# [Texte]
Vous m'avez pressé, monsieur, de dire ma pensée. J'ai moins consulté mes forces que mon zele pour la compagnie. J'ai peut-être trop dit, quoique je n'aie prétendu dire aucun mot qui me rende partial. Il est temps de me taire:

Phœbus volentem prælia me loquí,

Victas et urbes, increpuit lyrâ

Ne parva tyrrhenum per æquor

Vela darem.

HORAT. Od. lib. IV, od. 15, vers. 1.

Je suis pour toujours, avec une estime sincere et parfaite, monsieur, etc.

LETTRE

SUR

LES ANCIENS ET LES MODERNE S.

Cambrai ce 4 mai 1714.

La lettre que vous m'avez fait la grace de m'écrire, monsieur, est très obligeante; mais elle flatte trop mon amour propre, et je vous conjure de m'épargner. De mon côté je vais vous répondre sur l'affaire du temps présent d'une maniere qui vous montrerà, si je ne me trompe, ma sincérité.

# [Matériel fourni]
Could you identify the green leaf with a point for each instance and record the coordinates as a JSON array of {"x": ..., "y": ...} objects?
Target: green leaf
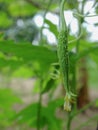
[
  {"x": 28, "y": 54},
  {"x": 52, "y": 27},
  {"x": 21, "y": 8}
]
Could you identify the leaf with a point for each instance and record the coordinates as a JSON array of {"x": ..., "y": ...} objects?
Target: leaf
[
  {"x": 21, "y": 8},
  {"x": 52, "y": 27},
  {"x": 28, "y": 54},
  {"x": 7, "y": 101}
]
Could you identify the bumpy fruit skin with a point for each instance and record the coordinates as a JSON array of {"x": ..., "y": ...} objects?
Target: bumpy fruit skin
[{"x": 63, "y": 54}]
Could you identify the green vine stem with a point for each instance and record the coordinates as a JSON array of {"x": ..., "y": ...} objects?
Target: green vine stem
[{"x": 63, "y": 55}]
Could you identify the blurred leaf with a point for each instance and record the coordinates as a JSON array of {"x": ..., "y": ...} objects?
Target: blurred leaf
[
  {"x": 4, "y": 20},
  {"x": 7, "y": 101},
  {"x": 21, "y": 8},
  {"x": 29, "y": 115},
  {"x": 28, "y": 54}
]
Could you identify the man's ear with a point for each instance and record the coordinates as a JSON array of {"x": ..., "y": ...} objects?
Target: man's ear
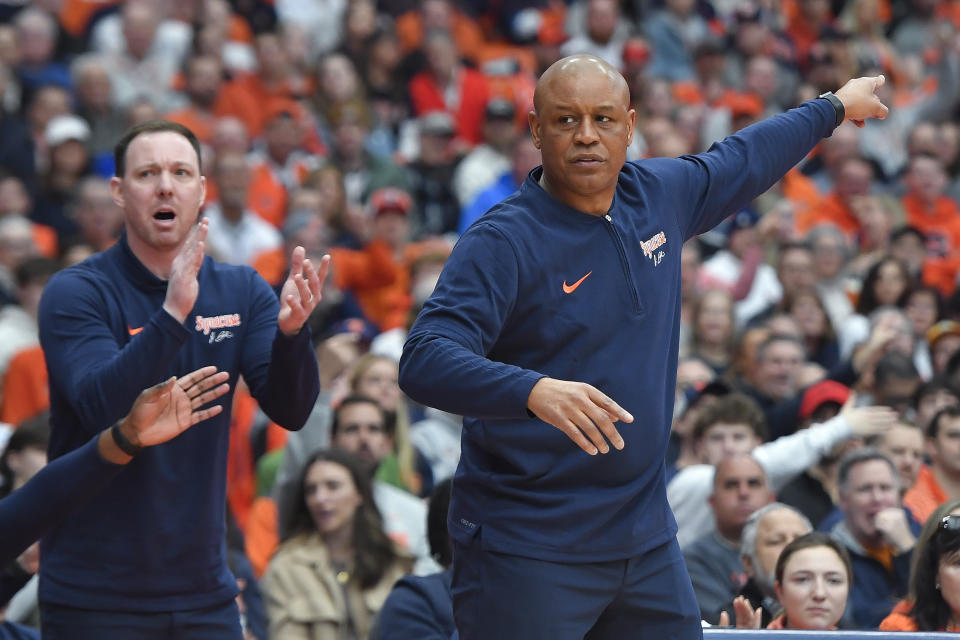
[
  {"x": 534, "y": 122},
  {"x": 116, "y": 192}
]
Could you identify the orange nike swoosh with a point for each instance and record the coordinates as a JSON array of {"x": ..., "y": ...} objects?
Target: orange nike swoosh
[{"x": 570, "y": 288}]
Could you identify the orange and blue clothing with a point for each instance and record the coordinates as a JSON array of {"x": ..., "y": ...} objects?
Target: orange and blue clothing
[
  {"x": 926, "y": 494},
  {"x": 536, "y": 288},
  {"x": 154, "y": 540}
]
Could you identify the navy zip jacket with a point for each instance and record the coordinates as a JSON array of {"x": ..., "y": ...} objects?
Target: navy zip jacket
[
  {"x": 154, "y": 539},
  {"x": 535, "y": 288}
]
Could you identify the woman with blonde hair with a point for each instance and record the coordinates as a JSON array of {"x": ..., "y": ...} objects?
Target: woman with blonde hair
[{"x": 376, "y": 376}]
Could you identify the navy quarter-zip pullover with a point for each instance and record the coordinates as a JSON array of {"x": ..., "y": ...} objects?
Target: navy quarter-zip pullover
[{"x": 535, "y": 288}]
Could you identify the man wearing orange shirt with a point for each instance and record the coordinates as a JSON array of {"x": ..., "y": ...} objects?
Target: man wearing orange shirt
[
  {"x": 928, "y": 209},
  {"x": 852, "y": 180},
  {"x": 447, "y": 85},
  {"x": 940, "y": 481},
  {"x": 211, "y": 97}
]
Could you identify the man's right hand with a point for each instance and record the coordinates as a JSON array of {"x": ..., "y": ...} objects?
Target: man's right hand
[
  {"x": 868, "y": 421},
  {"x": 581, "y": 411},
  {"x": 182, "y": 286},
  {"x": 166, "y": 410},
  {"x": 860, "y": 101}
]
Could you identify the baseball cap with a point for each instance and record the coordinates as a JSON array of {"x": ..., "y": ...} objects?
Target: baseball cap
[
  {"x": 551, "y": 33},
  {"x": 500, "y": 109},
  {"x": 437, "y": 123},
  {"x": 390, "y": 200},
  {"x": 942, "y": 328},
  {"x": 65, "y": 128},
  {"x": 820, "y": 393},
  {"x": 282, "y": 107}
]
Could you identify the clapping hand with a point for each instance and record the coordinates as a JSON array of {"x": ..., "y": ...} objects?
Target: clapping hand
[
  {"x": 301, "y": 291},
  {"x": 166, "y": 410}
]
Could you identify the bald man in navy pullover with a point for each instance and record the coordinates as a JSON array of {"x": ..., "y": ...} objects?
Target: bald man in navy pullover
[{"x": 557, "y": 316}]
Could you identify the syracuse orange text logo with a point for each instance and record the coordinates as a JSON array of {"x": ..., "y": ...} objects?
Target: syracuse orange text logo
[{"x": 217, "y": 322}]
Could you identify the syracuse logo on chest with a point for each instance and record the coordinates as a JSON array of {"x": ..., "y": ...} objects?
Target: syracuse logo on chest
[
  {"x": 650, "y": 247},
  {"x": 217, "y": 327}
]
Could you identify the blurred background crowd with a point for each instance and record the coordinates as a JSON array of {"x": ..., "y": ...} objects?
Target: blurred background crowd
[{"x": 378, "y": 130}]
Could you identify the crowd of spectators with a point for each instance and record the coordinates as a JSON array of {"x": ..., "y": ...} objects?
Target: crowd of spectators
[{"x": 378, "y": 130}]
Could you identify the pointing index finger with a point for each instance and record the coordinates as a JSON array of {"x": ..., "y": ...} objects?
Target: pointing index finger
[{"x": 603, "y": 401}]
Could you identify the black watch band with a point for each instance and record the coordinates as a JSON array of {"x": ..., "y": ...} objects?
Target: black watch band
[
  {"x": 121, "y": 441},
  {"x": 838, "y": 107}
]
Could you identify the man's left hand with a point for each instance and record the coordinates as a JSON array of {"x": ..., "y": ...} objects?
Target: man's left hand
[{"x": 301, "y": 291}]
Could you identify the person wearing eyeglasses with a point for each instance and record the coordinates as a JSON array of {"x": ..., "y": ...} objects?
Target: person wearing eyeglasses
[{"x": 933, "y": 603}]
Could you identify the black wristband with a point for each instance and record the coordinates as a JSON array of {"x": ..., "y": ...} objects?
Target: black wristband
[
  {"x": 839, "y": 110},
  {"x": 121, "y": 441}
]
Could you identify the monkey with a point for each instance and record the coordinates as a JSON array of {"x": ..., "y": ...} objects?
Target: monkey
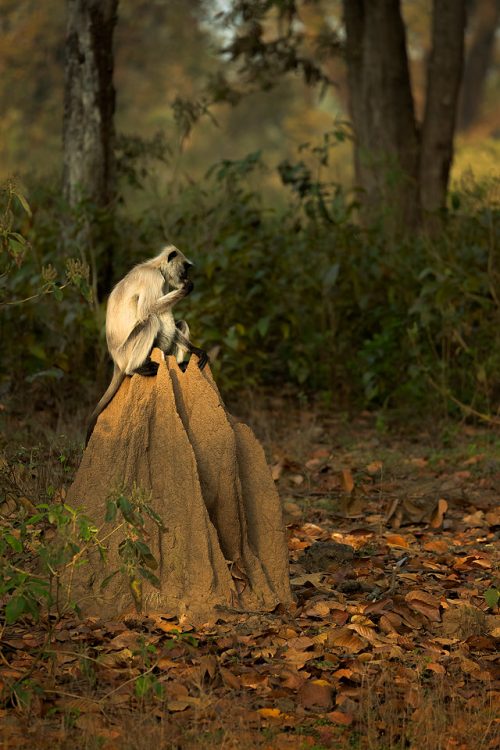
[{"x": 139, "y": 317}]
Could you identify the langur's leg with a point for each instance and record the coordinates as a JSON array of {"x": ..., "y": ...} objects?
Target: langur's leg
[
  {"x": 183, "y": 341},
  {"x": 180, "y": 349},
  {"x": 138, "y": 348},
  {"x": 148, "y": 369}
]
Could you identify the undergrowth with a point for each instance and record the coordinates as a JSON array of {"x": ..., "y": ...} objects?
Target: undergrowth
[{"x": 291, "y": 293}]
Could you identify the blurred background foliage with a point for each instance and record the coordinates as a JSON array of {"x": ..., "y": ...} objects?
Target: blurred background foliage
[{"x": 254, "y": 181}]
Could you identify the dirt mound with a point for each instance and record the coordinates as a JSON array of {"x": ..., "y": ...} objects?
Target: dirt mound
[{"x": 170, "y": 439}]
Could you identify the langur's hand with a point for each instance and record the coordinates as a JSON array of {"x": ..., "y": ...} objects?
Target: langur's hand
[{"x": 202, "y": 358}]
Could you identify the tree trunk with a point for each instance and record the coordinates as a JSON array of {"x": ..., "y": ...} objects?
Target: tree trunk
[
  {"x": 89, "y": 102},
  {"x": 484, "y": 20},
  {"x": 443, "y": 85},
  {"x": 386, "y": 147}
]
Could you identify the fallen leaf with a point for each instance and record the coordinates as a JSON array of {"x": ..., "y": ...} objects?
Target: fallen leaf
[
  {"x": 347, "y": 481},
  {"x": 438, "y": 515},
  {"x": 339, "y": 717},
  {"x": 425, "y": 603},
  {"x": 396, "y": 540},
  {"x": 229, "y": 679},
  {"x": 316, "y": 693},
  {"x": 374, "y": 468},
  {"x": 269, "y": 713}
]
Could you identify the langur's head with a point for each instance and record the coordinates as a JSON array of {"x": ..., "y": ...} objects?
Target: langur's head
[{"x": 175, "y": 266}]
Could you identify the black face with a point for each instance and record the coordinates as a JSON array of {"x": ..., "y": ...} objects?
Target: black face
[{"x": 185, "y": 270}]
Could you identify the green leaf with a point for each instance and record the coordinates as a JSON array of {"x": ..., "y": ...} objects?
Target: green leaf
[
  {"x": 14, "y": 542},
  {"x": 24, "y": 203},
  {"x": 107, "y": 580},
  {"x": 111, "y": 510}
]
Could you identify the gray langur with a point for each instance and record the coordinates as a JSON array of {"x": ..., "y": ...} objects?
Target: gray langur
[{"x": 139, "y": 317}]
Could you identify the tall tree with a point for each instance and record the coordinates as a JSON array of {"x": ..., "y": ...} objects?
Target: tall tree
[
  {"x": 399, "y": 164},
  {"x": 89, "y": 102}
]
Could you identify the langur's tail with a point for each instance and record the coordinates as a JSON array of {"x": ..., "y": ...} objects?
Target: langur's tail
[{"x": 116, "y": 381}]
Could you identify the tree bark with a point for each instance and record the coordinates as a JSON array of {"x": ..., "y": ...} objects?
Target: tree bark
[
  {"x": 443, "y": 85},
  {"x": 485, "y": 18},
  {"x": 386, "y": 146},
  {"x": 89, "y": 102}
]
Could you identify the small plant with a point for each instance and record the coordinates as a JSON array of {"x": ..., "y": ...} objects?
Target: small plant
[{"x": 138, "y": 562}]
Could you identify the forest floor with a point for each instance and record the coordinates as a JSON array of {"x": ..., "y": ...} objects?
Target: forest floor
[{"x": 392, "y": 641}]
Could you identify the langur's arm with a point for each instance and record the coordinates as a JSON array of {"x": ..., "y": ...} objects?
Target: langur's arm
[{"x": 141, "y": 338}]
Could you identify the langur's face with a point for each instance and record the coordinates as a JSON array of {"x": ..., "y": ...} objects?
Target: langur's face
[{"x": 177, "y": 267}]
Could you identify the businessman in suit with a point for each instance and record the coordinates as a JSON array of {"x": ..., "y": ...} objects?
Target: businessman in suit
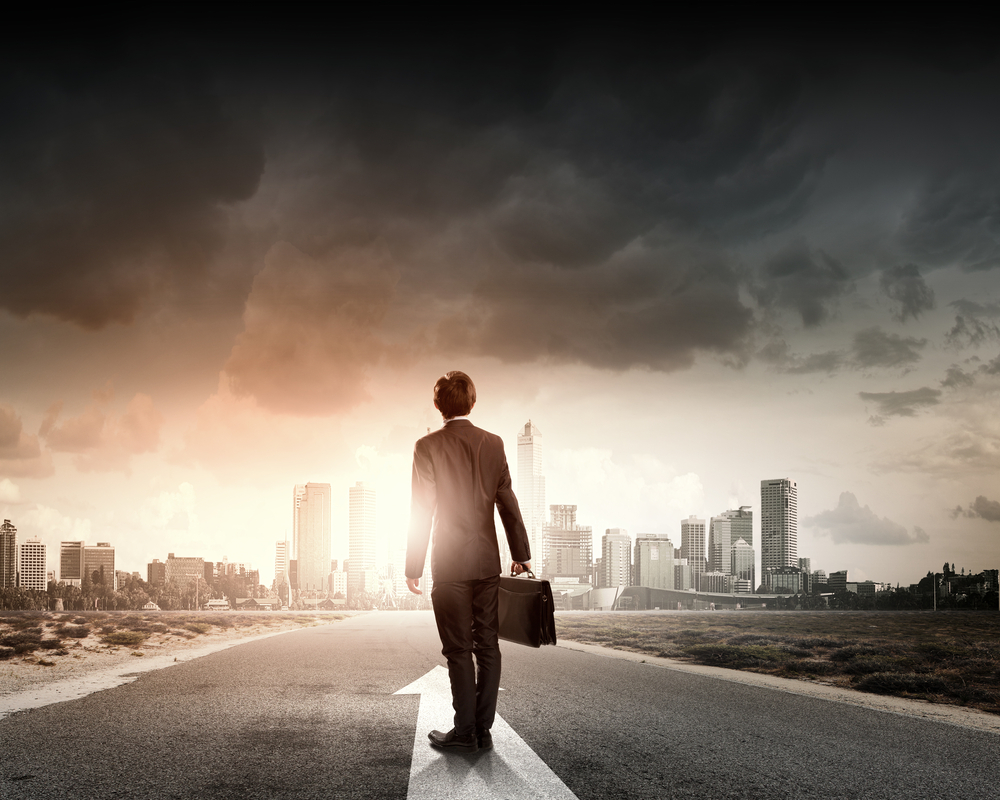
[{"x": 459, "y": 475}]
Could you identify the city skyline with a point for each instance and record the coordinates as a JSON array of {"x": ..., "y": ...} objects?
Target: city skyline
[{"x": 694, "y": 266}]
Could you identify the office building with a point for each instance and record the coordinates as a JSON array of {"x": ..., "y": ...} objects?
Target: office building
[
  {"x": 616, "y": 559},
  {"x": 184, "y": 571},
  {"x": 740, "y": 524},
  {"x": 31, "y": 566},
  {"x": 567, "y": 548},
  {"x": 8, "y": 555},
  {"x": 361, "y": 540},
  {"x": 742, "y": 563},
  {"x": 719, "y": 543},
  {"x": 99, "y": 564},
  {"x": 156, "y": 573},
  {"x": 693, "y": 544},
  {"x": 311, "y": 526},
  {"x": 71, "y": 562},
  {"x": 530, "y": 490},
  {"x": 281, "y": 558},
  {"x": 779, "y": 531},
  {"x": 653, "y": 562}
]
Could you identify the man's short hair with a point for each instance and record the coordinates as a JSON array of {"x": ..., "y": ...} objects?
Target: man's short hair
[{"x": 454, "y": 394}]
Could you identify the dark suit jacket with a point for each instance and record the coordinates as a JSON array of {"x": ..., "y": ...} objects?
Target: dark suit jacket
[{"x": 459, "y": 474}]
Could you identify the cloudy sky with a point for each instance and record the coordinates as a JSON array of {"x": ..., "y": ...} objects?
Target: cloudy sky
[{"x": 695, "y": 259}]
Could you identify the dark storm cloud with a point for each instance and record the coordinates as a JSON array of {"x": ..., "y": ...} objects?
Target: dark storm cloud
[
  {"x": 981, "y": 508},
  {"x": 579, "y": 197},
  {"x": 955, "y": 220},
  {"x": 873, "y": 347},
  {"x": 803, "y": 281},
  {"x": 850, "y": 522},
  {"x": 113, "y": 183},
  {"x": 973, "y": 324},
  {"x": 900, "y": 404},
  {"x": 906, "y": 286}
]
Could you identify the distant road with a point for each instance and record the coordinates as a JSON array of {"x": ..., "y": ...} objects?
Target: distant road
[{"x": 315, "y": 714}]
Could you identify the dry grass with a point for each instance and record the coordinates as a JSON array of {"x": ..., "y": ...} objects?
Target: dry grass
[{"x": 948, "y": 657}]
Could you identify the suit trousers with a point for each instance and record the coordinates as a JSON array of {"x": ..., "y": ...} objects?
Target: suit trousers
[{"x": 468, "y": 621}]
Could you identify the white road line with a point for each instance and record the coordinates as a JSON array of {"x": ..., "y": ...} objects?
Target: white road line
[{"x": 511, "y": 770}]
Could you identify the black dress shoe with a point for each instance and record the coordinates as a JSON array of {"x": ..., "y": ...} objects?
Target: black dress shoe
[{"x": 456, "y": 744}]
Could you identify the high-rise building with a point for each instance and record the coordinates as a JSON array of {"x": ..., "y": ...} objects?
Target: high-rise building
[
  {"x": 156, "y": 573},
  {"x": 281, "y": 558},
  {"x": 693, "y": 544},
  {"x": 779, "y": 524},
  {"x": 742, "y": 561},
  {"x": 567, "y": 548},
  {"x": 99, "y": 560},
  {"x": 616, "y": 559},
  {"x": 719, "y": 543},
  {"x": 361, "y": 539},
  {"x": 184, "y": 570},
  {"x": 740, "y": 524},
  {"x": 653, "y": 563},
  {"x": 311, "y": 524},
  {"x": 530, "y": 490},
  {"x": 31, "y": 566},
  {"x": 8, "y": 555},
  {"x": 71, "y": 562}
]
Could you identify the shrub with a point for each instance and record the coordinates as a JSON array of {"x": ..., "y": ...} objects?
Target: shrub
[
  {"x": 897, "y": 682},
  {"x": 198, "y": 627},
  {"x": 737, "y": 657},
  {"x": 853, "y": 651},
  {"x": 866, "y": 665},
  {"x": 22, "y": 638},
  {"x": 125, "y": 638}
]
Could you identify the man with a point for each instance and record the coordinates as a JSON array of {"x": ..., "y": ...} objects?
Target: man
[{"x": 459, "y": 474}]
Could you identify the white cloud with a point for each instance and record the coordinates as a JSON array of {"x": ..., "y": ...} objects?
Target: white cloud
[
  {"x": 9, "y": 491},
  {"x": 851, "y": 522}
]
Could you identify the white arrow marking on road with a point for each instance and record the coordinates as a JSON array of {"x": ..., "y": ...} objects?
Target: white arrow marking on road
[{"x": 511, "y": 770}]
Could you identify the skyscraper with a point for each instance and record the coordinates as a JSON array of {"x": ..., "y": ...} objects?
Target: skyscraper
[
  {"x": 742, "y": 560},
  {"x": 616, "y": 558},
  {"x": 311, "y": 523},
  {"x": 654, "y": 561},
  {"x": 719, "y": 543},
  {"x": 31, "y": 566},
  {"x": 71, "y": 562},
  {"x": 8, "y": 555},
  {"x": 779, "y": 524},
  {"x": 530, "y": 490},
  {"x": 99, "y": 559},
  {"x": 693, "y": 544},
  {"x": 281, "y": 553},
  {"x": 361, "y": 539},
  {"x": 567, "y": 548}
]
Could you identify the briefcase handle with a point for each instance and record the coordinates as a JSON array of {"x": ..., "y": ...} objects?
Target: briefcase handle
[{"x": 527, "y": 573}]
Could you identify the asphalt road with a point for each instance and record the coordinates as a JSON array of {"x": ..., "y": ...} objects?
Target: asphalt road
[{"x": 313, "y": 714}]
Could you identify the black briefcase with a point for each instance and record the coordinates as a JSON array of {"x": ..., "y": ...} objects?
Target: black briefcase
[{"x": 527, "y": 611}]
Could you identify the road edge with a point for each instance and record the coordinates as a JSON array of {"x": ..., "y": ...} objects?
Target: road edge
[{"x": 950, "y": 715}]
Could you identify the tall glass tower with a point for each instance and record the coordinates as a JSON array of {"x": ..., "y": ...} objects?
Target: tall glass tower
[
  {"x": 530, "y": 490},
  {"x": 361, "y": 539},
  {"x": 311, "y": 507},
  {"x": 779, "y": 524}
]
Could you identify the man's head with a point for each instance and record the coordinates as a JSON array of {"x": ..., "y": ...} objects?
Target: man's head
[{"x": 454, "y": 395}]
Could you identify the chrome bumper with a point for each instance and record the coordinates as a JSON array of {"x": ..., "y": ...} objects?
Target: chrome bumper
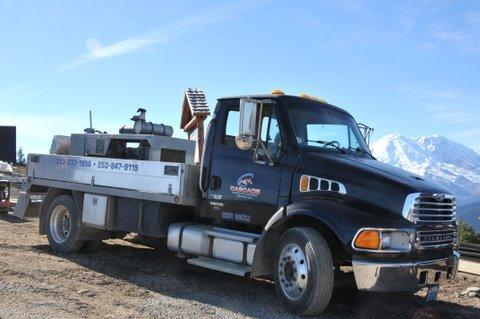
[{"x": 396, "y": 277}]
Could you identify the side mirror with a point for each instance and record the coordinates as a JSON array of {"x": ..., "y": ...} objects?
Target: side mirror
[
  {"x": 248, "y": 124},
  {"x": 366, "y": 132}
]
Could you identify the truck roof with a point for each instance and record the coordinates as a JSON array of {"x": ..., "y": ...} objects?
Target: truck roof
[{"x": 282, "y": 96}]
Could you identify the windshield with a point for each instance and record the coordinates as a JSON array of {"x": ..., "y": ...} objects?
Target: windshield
[{"x": 324, "y": 127}]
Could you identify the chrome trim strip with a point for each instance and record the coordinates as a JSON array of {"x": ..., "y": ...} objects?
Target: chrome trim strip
[{"x": 342, "y": 189}]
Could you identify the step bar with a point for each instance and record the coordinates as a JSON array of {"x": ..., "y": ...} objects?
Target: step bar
[{"x": 220, "y": 265}]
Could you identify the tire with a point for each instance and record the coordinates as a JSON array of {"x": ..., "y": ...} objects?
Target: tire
[
  {"x": 63, "y": 225},
  {"x": 304, "y": 271}
]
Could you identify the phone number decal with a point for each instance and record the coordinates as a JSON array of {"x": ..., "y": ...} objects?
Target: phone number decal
[{"x": 118, "y": 166}]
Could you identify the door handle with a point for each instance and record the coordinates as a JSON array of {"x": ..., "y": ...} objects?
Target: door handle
[{"x": 216, "y": 182}]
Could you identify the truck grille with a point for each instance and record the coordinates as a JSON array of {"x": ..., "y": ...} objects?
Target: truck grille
[
  {"x": 436, "y": 238},
  {"x": 434, "y": 208}
]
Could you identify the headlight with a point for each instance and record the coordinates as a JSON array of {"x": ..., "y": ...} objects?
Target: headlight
[{"x": 383, "y": 240}]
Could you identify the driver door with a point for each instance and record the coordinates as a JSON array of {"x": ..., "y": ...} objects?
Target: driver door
[{"x": 242, "y": 190}]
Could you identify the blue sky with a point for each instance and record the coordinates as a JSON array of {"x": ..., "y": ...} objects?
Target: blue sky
[{"x": 409, "y": 67}]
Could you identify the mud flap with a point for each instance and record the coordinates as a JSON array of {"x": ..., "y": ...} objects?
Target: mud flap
[{"x": 25, "y": 207}]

# [Consignes]
1. Recopiez dans l'ordre tous les vers latins cités dans le texte.
2. Poursuivez la lettre sur les anciens et les modernes à partir de sa dernière phrase.

# [Résultats des exercices]
1.
Phœbus volentem prælia me loquí,
Victas et urbes, increpuit lyrâ
Ne parva tyrrhenum per æquor
Vela darem.

2.
Je n'admire point aveuglément tout ce qui vient des anciens. Je les trouve fort inégaux entre eux. Il y en a peu d'excellents: : ceux même qui le sont ont la marque de l'humanité, qui est de n'être pas sans quelque reste d'imperfection. Je m'imagine même que si nous avions été de leur temps, la connoissance exacte des mœurs, des idées des divers siecles, et des dernieres finesses de leurs langues, nous auroit fait sentir des fautes que nous ne pouvons plus discerner avec certitude. La Grece, parmi tant d'auteurs qui ont leurs beautés, ne nous montre au-dessus des autres qu'un Homere, qu'un Pindare, qu'un Théocrite, qu'un Sophocle, qu'un Démosthene.

Rome, qui a eu tant d'écrivains très estimables, nenous présente qu'un Virgile, qu'un Horace, qu'un Térence, qu'un Catulle, qu'un Cicéron. Nous pouvons croire Horace sur sa parole, quand il avoue qu'Homere même se néglige un peu en quelques endroits.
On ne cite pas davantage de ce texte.